**Instruction**
Each record needs to be echoed exactly; can you do that?

** BEGIN Stored records **

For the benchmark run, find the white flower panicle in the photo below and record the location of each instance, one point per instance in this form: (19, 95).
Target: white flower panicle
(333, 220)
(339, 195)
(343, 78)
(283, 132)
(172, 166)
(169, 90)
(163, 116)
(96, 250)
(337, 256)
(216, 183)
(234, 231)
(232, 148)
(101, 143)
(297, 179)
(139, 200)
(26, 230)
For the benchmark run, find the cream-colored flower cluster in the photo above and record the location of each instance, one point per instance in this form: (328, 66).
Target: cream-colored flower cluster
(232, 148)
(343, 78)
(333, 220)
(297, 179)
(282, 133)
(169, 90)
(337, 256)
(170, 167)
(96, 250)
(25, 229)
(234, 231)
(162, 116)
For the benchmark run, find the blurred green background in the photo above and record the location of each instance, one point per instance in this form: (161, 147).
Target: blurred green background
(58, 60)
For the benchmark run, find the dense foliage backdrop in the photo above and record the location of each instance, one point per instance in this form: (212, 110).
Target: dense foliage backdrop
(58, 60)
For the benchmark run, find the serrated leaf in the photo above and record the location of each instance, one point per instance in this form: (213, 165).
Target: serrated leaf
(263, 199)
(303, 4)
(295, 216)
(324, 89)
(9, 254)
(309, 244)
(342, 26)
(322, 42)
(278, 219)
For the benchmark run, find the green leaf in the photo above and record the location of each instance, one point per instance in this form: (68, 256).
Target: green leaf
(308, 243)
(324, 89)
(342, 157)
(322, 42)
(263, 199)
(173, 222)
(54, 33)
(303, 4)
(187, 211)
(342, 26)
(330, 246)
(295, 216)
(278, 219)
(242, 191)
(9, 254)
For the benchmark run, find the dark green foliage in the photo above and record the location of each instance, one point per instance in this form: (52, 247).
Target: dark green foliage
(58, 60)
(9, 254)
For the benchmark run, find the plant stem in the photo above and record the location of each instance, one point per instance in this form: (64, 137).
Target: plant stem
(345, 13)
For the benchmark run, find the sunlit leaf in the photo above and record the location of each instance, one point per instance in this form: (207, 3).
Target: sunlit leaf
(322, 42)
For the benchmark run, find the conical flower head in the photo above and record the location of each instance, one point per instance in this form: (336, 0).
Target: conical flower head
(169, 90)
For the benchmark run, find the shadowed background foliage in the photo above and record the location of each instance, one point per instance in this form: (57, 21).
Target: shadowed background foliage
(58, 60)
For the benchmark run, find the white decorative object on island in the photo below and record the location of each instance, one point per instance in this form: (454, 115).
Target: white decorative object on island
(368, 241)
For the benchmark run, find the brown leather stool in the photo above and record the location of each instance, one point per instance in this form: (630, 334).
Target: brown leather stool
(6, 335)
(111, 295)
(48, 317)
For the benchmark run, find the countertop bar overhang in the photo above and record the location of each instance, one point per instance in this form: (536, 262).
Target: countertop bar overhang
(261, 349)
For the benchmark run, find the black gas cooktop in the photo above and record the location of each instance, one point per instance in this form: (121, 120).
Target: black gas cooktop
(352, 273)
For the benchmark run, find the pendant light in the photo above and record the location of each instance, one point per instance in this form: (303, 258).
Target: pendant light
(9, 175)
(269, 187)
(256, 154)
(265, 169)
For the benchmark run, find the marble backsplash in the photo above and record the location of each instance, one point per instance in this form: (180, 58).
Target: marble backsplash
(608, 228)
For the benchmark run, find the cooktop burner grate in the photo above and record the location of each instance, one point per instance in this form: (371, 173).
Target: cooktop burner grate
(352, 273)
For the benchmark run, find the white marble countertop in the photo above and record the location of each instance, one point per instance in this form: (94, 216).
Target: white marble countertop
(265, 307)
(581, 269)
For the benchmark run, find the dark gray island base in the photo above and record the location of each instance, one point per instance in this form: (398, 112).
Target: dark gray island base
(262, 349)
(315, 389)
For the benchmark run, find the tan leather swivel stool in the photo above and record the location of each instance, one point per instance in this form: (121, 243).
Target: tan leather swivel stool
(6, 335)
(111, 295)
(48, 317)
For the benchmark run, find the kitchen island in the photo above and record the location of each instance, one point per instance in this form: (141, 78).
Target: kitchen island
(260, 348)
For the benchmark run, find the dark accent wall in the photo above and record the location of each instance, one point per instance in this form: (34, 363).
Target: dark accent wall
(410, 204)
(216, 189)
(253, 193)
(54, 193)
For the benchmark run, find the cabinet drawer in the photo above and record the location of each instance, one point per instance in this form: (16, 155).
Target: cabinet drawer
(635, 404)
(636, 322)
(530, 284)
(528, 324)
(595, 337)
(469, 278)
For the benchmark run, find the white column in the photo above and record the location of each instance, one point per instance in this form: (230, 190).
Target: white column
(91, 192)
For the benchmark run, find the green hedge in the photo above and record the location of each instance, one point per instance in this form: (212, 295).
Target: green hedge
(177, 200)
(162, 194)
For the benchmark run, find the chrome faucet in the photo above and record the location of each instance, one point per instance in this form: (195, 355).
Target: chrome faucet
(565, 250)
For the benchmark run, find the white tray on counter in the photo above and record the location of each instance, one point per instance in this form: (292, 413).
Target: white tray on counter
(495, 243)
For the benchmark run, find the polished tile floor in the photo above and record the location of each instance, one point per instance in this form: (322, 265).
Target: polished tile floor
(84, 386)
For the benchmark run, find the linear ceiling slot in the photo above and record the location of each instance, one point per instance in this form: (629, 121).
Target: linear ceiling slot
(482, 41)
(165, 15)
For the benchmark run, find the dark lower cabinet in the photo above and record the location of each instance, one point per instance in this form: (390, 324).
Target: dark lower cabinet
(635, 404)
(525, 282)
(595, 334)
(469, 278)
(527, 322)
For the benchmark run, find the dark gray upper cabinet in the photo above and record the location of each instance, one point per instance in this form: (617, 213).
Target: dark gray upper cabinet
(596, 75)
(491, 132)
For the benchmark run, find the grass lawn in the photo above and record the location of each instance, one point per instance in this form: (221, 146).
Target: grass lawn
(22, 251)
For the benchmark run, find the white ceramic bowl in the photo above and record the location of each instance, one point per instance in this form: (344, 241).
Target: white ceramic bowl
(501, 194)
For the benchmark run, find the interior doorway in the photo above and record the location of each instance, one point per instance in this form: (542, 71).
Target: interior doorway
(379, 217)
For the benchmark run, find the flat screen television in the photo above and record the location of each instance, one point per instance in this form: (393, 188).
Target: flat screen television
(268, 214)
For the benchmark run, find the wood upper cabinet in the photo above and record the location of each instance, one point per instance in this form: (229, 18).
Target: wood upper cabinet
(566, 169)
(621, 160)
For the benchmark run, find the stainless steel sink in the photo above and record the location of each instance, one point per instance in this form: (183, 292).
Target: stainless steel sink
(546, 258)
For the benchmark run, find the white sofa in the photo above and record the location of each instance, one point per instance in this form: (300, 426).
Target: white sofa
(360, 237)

** END Stored records **

**Complete response**
For the benchmark run, find the white flower panicle in the photo below and record the location of each instance, one point per instance in this form: (19, 95).
Target: white flower panicle
(333, 220)
(339, 195)
(343, 78)
(283, 132)
(172, 166)
(169, 90)
(163, 116)
(96, 250)
(337, 256)
(216, 183)
(234, 231)
(232, 148)
(101, 143)
(297, 179)
(139, 200)
(26, 230)
For the benchmark run, find the cream-colored flower cluster in the photo above and record the location of each instance, one point per instance in this form: (328, 66).
Target: cream-colored flower cluster
(232, 148)
(343, 78)
(333, 220)
(297, 179)
(282, 133)
(169, 90)
(337, 256)
(170, 167)
(96, 250)
(25, 229)
(234, 231)
(162, 116)
For the benchmark run, find the blurred green background in the photo above and record the location of each instance, one point per instance in this form: (161, 147).
Target: blurred green background
(58, 60)
For the benchmark run, find the dense foliage backdrop in the photo above and record the location of each instance, one point per instance in this form: (212, 110).
Target: dense foliage backdrop
(58, 60)
For the benchmark run, find the serrated leaf in the photo above and record the location of each instance, one point per instance in this form: (213, 165).
Target: serrated leaf
(263, 199)
(303, 4)
(295, 216)
(324, 89)
(9, 254)
(309, 244)
(342, 26)
(322, 42)
(278, 219)
For the benchmark run, find the green leaf in the photo above and record the location of each instance, one point per instance in this form: (68, 256).
Target: green leaf
(308, 243)
(324, 89)
(342, 157)
(322, 42)
(263, 199)
(173, 222)
(54, 33)
(303, 4)
(187, 211)
(342, 26)
(330, 246)
(295, 216)
(278, 219)
(242, 191)
(9, 254)
For the benchmark run, find the dark green foliage in the photo above and record the location of each instance, one point per instance in this form: (52, 247).
Target: dark green foliage
(58, 60)
(9, 254)
For the benchmark run, find the plant stem in the photo above and record the location of each instance, one point per instance in this form: (64, 137).
Target: plant stem
(345, 13)
For the benchmark run, find the sunlit leaf in the photo above and record the location of each instance, one point per instance in this form: (207, 3).
Target: sunlit leaf
(322, 42)
For the benchmark run, find the conical flower head in the photo above and record the location of each instance, one point per instance in this form: (336, 0).
Target: conical flower head
(169, 90)
For the benchmark run, find the shadowed background foliage in the photo above and record the location of each instance, one point per instance in this form: (57, 21).
Target: shadowed background foliage
(58, 60)
For the benchmark run, find the white decorative object on island in the photo below and record the location of each instance, one point per instance in this form: (454, 115).
Target: white decorative object on island
(368, 241)
For the benchmark run, find the brown leather stool in the photo above and record the location of each instance, one point per instance in this form: (630, 334).
Target: brown leather stool
(6, 335)
(111, 295)
(48, 317)
For the benchmark run, find the countertop bar overhang in the photo above and record the location of each instance, one point per instance in this form: (536, 262).
Target: countertop bar overhang
(261, 349)
For the benchmark run, find the black gas cooktop in the photo above and record the location of each instance, one point per instance in this form: (121, 120).
Target: black gas cooktop
(352, 273)
For the benchmark run, find the pendant light in the photo above and record the location of each instance, one point per instance in this form: (303, 258).
Target: pendant light
(9, 175)
(269, 187)
(256, 154)
(265, 169)
For the benchmark run, find the marble backsplash in the photo above and record the location of each instance, one point per instance in this form: (180, 58).
Target: marble backsplash
(608, 228)
For the benchmark run, find the cooktop burner grate in the photo above and record the location of each instance, one point per instance in this form: (371, 173).
Target: cooktop burner grate
(352, 273)
For the benchmark run, find the white marble countertop in the photo above and record the location of each instance, one point per instance in this form: (94, 216).
Target: white marble countertop
(265, 307)
(581, 269)
For the benchmark run, find the dark gray island base in the photo above and record the location of each instance, one point per instance in this form: (398, 112).
Target: dark gray island base
(262, 349)
(315, 389)
For the benchmark run, find the tan leather swivel stool in the photo above and record the location of each instance, one point per instance in this form: (121, 243).
Target: tan leather swivel stool
(6, 335)
(111, 295)
(48, 317)
For the benchmark run, find the kitchen island in the photo above and record the location of each instance, one point per instance in this form: (141, 78).
Target: kitchen island
(260, 348)
For the benchmark run, find the dark accent wall in the photo above and record the location of each instance, one point per instance in this form: (34, 363).
Target: dark accent wall
(410, 204)
(216, 189)
(253, 193)
(54, 193)
For the benchmark run, find the cabinet drawer in the photo above and record the location of each instance, one point per instance in this form: (16, 155).
Target: cabinet drawer
(635, 404)
(636, 322)
(530, 284)
(528, 324)
(595, 337)
(469, 278)
For the benchmark run, find the white column in the photo above and record the location of each instance, one point per instance in this form: (230, 190).
Target: white column
(91, 192)
For the benchmark run, find the green hedge in the photo above and record the location of each instance, one point per instance in this form: (212, 295).
Target: green hedge
(177, 200)
(162, 194)
For the benchmark run, find the chrome faucet in the photo above and record the location of each instance, one point per instance in this form: (195, 355).
Target: chrome faucet
(565, 250)
For the benchmark run, find the white tray on counter in the photo above and record the location of each instance, one point per instance in this form: (292, 413).
Target: white tray on counter
(495, 243)
For the benchmark run, find the polished tile floor in the photo above and record the location of each instance, one point per instance in this form: (322, 265).
Target: polished tile floor
(84, 386)
For the benchmark run, find the linear ceiling slot in the photo above and record the location of each instance, one point per instance in this form: (629, 121).
Target: linear ceiling slot
(482, 41)
(165, 15)
For the benchmark run, find the dark lower cabinet in the photo above and record the location of each instance, one point per instance in this form: (390, 324).
Target: dark lower cabinet
(635, 404)
(525, 282)
(595, 334)
(469, 278)
(527, 322)
For the benchmark run, find the dark gray upper cabinet in the photo above and record the location of each instance, one point per instance in this form: (617, 213).
Target: dark gray upper cabinet
(596, 75)
(491, 132)
For the benchmark run, find the grass lawn in the photo above and record the location of each instance, one point per instance in this form: (221, 146).
Target: grass lawn
(22, 251)
For the benchmark run, find the white ceramic bowl in the photo above and record the location of each instance, one point per instance in this form: (344, 241).
Target: white ceramic bowl
(501, 194)
For the benchmark run, find the interior doorway in the photo above and record the location of each instance, one point per instance in this form: (542, 71).
Target: interior doorway
(379, 217)
For the benchmark run, find the flat screen television in the photo above and record the location of each instance, one point per instance in this form: (393, 188).
Target: flat screen television
(268, 214)
For the benchmark run, find the wood upper cabinet in the photo above and record the location of each instance, one point per instance in this form: (229, 18).
Target: wood upper cabinet
(566, 169)
(621, 160)
For the benchmark run, find the stainless steel sink in the photo above and record the location of each instance, one point per instance in this form: (183, 292).
Target: stainless steel sink
(546, 258)
For the benchmark run, find the white sofa in the photo above and record the location of each instance, one point per instance in this form: (300, 426).
Target: white sofa
(360, 237)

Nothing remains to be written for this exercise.